## Task instructions
Copy the records below exactly as they are written.

## Data extract

::::::

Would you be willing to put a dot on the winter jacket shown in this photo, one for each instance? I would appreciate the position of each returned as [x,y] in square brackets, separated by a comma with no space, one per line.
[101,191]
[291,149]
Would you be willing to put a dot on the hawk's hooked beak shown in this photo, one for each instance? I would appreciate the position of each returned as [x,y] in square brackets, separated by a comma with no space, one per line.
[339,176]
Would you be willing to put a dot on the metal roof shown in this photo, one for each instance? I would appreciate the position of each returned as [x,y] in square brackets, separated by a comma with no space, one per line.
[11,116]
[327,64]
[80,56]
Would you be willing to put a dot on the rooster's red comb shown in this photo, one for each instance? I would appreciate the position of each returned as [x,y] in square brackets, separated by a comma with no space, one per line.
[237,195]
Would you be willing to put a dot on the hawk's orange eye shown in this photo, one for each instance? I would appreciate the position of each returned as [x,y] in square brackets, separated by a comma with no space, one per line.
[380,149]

::::::

## Final answer
Would you be willing to put a dot on the winter jacket shown in this photo, one for each instance? I would appreciate the position of each returned as [x,y] in square brackets, separated by a comma with no space, one per line.
[101,191]
[291,149]
Would you be willing to put a dot on the hawk's hooked beak shown in this photo, one for each instance? I would appreciate the position of each returned as [x,y] in square brackets, separated by a comma with no space, one per line.
[339,176]
Would you be willing to put a dot on the metal roof shown in this photo, one for each instance? I would appreciate the position of each returned as [x,y] in square brackets, separated by a comma with no space, one per line.
[11,116]
[327,64]
[80,56]
Would you be willing to put a dot on the rooster's red comb shown in this photo, one for each instance? I would appreciate the position of each returned as [x,y] in square brackets, separated by a comma with no space, one per line.
[237,195]
Would you be willing to put a dot on the hawk's orange eye shown in this photo, one for each instance? I would appreciate the position of each returned as [x,y] in square brackets, separated by a comma with no space, one per line.
[380,149]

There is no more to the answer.